** START Excerpted passage **

WHAT?? Really dumb, why had I never heard of this policy before. 
My first reaction was to be angry- how degrading to women can you get? What a dumb policy...
But I prayed about it and got over it (not before having a knock-down drag-out with our DL...) with this particular quote in mind: "Good timber does not grow with ease, the stronger the wind, the stronger the trees." (Thomas S. Monson) Tima had been SO easy to teach, if we wanted her to have a conversion as solid as good timber, then maybe she would have to go through a little refining. Alright I can accept that. 
But there went our plan. Those three baptisms in a row were suddenly *POOF* gone. 
I was discouraged, man. I was thinking like this: Heavenly Father, I've done my part, why can't you do yours? 
SO BLASPHEMOUS I know. But those were my thoughts. 
Thursday night we got back to the flat and I just cried. Sister Eneri had a much better perspective than me. She left me alone, she knew I needed the time. 
I just wanted my mama. Just wanted someone to talk to that could understand my brain like she can. I was cursing at the whole missionary life thing, where you are forced to do all your ranting to the Lord. Not that I don't appreciate prayer, it's just that at the time I was a little mad at Him. Let me tell you, that particular conversation with Him was a funny one. 
I woke up the next morning just ugh. Didn't talk to Sister Eneri. She gave me my space; she's a good kid. I prayed and prayed that the Lord would just throw me a bone. Help me be able to function enough to at least figure this thing out with Mosa.

** END Excerpted passage **

Exercise a
Can you set down the part of the mission journal passage starting with "SO BLASPHEMOUS I" and going on through "needed the time.", word for word?

** START Entries shown **

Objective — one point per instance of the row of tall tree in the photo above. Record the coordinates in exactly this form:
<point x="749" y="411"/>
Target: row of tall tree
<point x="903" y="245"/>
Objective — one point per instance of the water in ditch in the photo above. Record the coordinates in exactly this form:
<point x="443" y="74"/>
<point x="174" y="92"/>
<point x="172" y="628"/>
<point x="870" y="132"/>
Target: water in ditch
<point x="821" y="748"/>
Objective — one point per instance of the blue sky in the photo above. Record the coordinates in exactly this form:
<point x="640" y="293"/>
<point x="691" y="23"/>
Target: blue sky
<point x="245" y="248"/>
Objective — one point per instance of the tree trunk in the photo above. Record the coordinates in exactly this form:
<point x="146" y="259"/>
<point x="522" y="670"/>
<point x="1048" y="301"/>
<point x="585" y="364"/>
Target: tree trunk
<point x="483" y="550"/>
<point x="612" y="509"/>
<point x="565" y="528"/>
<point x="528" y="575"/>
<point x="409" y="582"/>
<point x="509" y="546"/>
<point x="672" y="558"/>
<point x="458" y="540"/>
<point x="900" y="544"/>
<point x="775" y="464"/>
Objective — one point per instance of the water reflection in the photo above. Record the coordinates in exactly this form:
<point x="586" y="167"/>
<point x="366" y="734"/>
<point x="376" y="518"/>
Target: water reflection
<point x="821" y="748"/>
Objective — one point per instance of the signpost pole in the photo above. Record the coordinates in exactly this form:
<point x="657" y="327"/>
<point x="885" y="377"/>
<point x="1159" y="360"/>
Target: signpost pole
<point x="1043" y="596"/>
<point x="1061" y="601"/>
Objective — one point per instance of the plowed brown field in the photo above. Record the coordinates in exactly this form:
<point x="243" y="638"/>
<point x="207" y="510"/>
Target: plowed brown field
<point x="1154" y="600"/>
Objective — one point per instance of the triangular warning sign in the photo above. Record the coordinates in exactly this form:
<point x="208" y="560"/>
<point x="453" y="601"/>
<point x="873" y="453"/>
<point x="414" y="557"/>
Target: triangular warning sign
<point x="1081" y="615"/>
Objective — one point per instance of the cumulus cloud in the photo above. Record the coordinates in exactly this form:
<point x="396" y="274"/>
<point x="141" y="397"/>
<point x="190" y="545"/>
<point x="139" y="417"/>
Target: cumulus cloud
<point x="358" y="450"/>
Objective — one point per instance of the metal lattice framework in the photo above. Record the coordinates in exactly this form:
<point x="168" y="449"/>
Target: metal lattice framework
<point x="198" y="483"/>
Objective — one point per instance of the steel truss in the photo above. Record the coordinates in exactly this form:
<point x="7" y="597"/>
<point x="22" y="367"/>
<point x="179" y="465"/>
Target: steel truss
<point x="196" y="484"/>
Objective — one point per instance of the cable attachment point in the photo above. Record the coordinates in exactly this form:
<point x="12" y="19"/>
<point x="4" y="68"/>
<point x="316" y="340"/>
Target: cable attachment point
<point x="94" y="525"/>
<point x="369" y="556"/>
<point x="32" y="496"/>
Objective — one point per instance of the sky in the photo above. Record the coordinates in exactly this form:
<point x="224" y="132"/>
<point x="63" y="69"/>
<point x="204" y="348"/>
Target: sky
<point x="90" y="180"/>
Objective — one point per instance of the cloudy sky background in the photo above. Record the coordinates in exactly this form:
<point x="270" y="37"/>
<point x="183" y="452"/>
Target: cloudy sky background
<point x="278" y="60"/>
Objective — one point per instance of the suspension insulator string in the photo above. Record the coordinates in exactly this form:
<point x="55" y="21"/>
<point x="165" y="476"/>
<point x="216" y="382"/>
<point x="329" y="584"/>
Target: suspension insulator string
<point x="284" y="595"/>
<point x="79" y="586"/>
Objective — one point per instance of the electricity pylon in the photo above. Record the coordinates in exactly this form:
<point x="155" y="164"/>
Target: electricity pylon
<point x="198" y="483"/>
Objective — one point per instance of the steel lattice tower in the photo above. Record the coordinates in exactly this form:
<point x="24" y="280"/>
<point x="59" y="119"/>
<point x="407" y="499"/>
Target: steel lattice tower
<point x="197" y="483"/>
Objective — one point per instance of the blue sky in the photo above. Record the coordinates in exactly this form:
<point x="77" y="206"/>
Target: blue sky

** END Entries shown **

Exercise b
Which lines of the records contain the word "plowed"? Locate and copy each one, counting only matches in the same case.

Exercise solution a
SO BLASPHEMOUS I know. But those were my thoughts. 
Thursday night we got back to the flat and I just cried. Sister Eneri had a much better perspective than me. She left me alone, she knew I needed the time.

Exercise solution b
Objective — one point per instance of the plowed brown field in the photo above. Record the coordinates in exactly this form:
Target: plowed brown field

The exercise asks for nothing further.